→ Ejercicio planteado a:
Responde según el texto sobre los libros infantiles:
(i) ¿Quiénes son los principales compradores de libros para niños y jóvenes en los países latinoamericanos?
(ii) ¿Quién ha estado siempre a cargo de las colecciones infantiles de Ediciones de la Flor?
(iii) ¿Cómo se venden las licencias para libros con personajes de programas como Pokémon?

→ Fragmento:
━━━━━━━━━━━━━━━━━━━━

EL EDITOR CHICO Y LOS LIBROS PARA ELLOS
POR DANIEL DIVINSKY
Contrariamente a lo que pide la tradición narrativa –con excepciones notables, como la de García Márquez en Crónica de una muerte anunciada, una cita más que pertinente en esta ciudad–, voy a contarles el final del cuento al principio: los Reyes Magos no son los padres.
Esta conclusión, decepcionante para quienes siempre habíamos pensado que eran los padres quienes debían ser tentados a comprar buenos libros para sus hijos e instarlos a su lectura con el ejemplo, es una novedad de los tiempos que corren, al menos en nuestro continente: los principales compradores de libros para niños y jóvenes en los países latinoamericanos son los respectivos gobiernos nacionales, con fondos propios o con los asignados por diversas instituciones internacionales y algunas ONG dedicadas al tema.
De estas compras, cuya transparencia y equidad dependerá de la que tengan esos gobiernos en los demás aspectos de su actuación, van a participar en mejores condiciones las editoriales que dispongan ya sea de medios de presión –ostensibles o subterráneos, lícitos o no tanto– para influir en las decisiones o de intensos aparatos de promoción para informar y motivar a quienes deban efectuar las selecciones. O de ambos elementos.
No creo que haya registros estadísticos sobre las ventas en librerías de libros infantiles comparadas con las que resultan de compras institucionales, pero creo que de la experiencia de los editores se puede deducir la exactitud de lo afirmado.
En el caso específico de Ediciones de la Flor –y aquí aclaro que las colecciones infantiles de nuestro sello han estado siempre a cargo de mi socia y compañera Ana María Miler–, solamente dos títulos inequívocamente infantiles registran pedidos reiterados de miles de ejemplares por semestre: Los animales no se visten y Los animales no deben actuar como la gente, de Judy y Ron Barrett, libros traducidos del inglés, dirigidos a los niños más pequeños y que están incorporados al sistema de educación bilingüe de los Estados Unidos de Norteamérica. Los compran con destino a ese sistema nuestros distribuidores allí que proveen a la parte más solvente del mercado de libros en castellano: las instituciones que atienden a los hispanoparlantes de ese próspero país.
Hice referencia a títulos que sin duda son de literatura infantil porque hay dentro de nuestro catálogo obras de humoristas gráficos –sería innecesario precisar quién es Quino y qué significan los libros de Mafalda, pero no es el único caso– que sí son vendidas mayoritariamente en librerías y quioscos, sin perjuicio de que también entren en las listas de adquisiciones oficiales para bibliotecas escolares y otras.
No hay investigación de mercado posible para los libros infantiles: si el mercado mandara, habría que estar pendiente de los futuros lanzamientos de programas de televisión del tipo de Pokémon para enrolarse entre los postulantes a comprar licencias para libros que incluyeran sus personajes, licencias que se venden al mejor postor. Raramente el mejor postor es un editor independiente latinoamericano.

━━━━━━━━━━━━━━━━━━━━

(Datos registrados)

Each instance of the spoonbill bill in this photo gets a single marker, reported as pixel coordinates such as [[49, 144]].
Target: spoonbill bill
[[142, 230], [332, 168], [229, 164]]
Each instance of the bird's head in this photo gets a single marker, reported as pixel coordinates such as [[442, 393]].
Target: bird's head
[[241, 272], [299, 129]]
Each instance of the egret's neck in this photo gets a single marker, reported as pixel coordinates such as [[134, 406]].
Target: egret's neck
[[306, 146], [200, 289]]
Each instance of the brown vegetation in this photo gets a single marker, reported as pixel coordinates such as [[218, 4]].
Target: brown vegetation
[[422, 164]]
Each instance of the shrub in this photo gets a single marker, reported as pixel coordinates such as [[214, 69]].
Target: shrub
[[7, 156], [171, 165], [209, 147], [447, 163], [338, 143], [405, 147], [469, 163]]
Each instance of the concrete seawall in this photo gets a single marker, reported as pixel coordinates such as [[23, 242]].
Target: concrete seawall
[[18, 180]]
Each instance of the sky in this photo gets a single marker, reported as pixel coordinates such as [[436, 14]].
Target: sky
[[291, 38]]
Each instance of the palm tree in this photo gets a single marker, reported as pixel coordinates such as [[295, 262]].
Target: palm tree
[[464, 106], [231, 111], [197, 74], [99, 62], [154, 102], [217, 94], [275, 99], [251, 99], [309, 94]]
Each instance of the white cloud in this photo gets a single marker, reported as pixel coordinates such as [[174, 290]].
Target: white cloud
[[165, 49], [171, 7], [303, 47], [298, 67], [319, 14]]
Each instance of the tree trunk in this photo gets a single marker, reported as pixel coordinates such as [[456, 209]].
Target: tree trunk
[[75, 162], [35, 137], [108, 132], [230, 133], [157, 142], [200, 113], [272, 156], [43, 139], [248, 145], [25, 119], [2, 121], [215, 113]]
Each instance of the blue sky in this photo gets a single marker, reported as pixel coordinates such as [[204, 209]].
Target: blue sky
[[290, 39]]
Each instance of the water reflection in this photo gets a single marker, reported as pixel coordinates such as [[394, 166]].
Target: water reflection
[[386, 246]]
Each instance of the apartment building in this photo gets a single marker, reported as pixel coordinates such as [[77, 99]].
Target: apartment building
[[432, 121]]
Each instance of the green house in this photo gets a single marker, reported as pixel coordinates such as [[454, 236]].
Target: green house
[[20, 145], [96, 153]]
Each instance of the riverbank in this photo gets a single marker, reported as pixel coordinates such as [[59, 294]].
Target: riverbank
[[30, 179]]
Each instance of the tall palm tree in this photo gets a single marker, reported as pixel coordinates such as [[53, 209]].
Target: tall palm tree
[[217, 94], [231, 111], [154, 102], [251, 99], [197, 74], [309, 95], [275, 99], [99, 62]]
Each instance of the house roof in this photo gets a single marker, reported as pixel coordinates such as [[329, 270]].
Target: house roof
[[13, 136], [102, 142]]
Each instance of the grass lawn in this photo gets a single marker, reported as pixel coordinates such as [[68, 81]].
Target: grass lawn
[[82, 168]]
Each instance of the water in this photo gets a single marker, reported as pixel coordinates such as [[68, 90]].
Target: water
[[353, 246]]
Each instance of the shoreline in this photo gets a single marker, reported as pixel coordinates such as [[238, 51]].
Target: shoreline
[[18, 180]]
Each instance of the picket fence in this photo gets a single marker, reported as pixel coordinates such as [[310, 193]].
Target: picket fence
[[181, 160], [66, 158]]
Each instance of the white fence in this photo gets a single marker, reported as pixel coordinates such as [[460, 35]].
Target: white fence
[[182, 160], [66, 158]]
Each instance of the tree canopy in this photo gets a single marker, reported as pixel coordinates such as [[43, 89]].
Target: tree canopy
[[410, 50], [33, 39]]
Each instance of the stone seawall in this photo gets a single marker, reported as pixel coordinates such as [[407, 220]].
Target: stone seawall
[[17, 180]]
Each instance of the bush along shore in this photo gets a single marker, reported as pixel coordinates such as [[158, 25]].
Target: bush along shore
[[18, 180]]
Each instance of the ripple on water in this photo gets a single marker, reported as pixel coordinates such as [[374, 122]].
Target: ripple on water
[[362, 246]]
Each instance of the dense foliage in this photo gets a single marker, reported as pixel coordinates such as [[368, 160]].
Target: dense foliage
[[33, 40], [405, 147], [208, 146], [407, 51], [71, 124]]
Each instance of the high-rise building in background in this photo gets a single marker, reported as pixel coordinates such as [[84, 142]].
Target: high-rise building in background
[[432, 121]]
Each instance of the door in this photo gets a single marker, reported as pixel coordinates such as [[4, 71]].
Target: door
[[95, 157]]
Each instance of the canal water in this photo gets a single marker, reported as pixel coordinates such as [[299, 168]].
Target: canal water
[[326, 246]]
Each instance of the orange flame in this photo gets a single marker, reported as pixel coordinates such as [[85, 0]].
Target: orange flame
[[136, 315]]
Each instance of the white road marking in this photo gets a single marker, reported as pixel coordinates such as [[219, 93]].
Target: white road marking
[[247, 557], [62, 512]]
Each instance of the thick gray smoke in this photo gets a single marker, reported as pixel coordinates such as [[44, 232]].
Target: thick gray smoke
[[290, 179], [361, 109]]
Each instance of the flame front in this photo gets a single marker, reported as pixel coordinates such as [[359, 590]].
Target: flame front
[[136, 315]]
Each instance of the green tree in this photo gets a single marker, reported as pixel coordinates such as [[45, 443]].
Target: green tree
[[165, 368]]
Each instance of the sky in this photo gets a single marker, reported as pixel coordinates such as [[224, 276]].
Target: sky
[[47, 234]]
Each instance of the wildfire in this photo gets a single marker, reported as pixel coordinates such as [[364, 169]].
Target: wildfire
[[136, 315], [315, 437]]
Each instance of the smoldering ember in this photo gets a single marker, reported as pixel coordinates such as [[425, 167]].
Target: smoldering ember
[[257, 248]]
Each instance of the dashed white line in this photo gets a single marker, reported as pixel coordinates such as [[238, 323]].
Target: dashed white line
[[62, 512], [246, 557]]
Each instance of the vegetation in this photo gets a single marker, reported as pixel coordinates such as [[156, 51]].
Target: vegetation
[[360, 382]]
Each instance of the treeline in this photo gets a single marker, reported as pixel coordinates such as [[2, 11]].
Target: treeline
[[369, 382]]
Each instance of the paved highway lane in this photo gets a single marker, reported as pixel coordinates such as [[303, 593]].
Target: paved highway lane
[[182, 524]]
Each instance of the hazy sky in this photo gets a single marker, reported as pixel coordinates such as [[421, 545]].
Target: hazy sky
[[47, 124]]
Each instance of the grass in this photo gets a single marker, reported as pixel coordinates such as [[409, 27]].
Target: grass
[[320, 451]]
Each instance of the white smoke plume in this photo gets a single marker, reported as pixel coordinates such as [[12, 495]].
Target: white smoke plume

━━━━━━━━━━━━━━━━━━━━

→ Ejercicio planteado b: Reformula como lista numerada las líneas de los registros desde la que contiene "Each instance of the white road" hasta la que contiene "[[165, 368]]", ambas incluidas, sin las líneas en blanco.

→ Respuesta desarrollada a:
(i) Los respectivos gobiernos nacionales, con fondos propios o con los asignados por diversas instituciones internacionales y algunas ONG dedicadas al tema.
(ii) Ana María Miler.
(iii) Al mejor postor.

→ Respuesta desarrollada b:
1. Each instance of the white road marking in this photo gets a single marker, reported as pixel coordinates such as [[219, 93]].
2. Target: white road marking
3. [[247, 557], [62, 512]]
4. Each instance of the thick gray smoke in this photo gets a single marker, reported as pixel coordinates such as [[44, 232]].
5. Target: thick gray smoke
6. [[290, 179], [361, 109]]
7. Each instance of the flame front in this photo gets a single marker, reported as pixel coordinates such as [[359, 590]].
8. Target: flame front
9. [[136, 315]]
10. Each instance of the green tree in this photo gets a single marker, reported as pixel coordinates such as [[45, 443]].
11. Target: green tree
12. [[165, 368]]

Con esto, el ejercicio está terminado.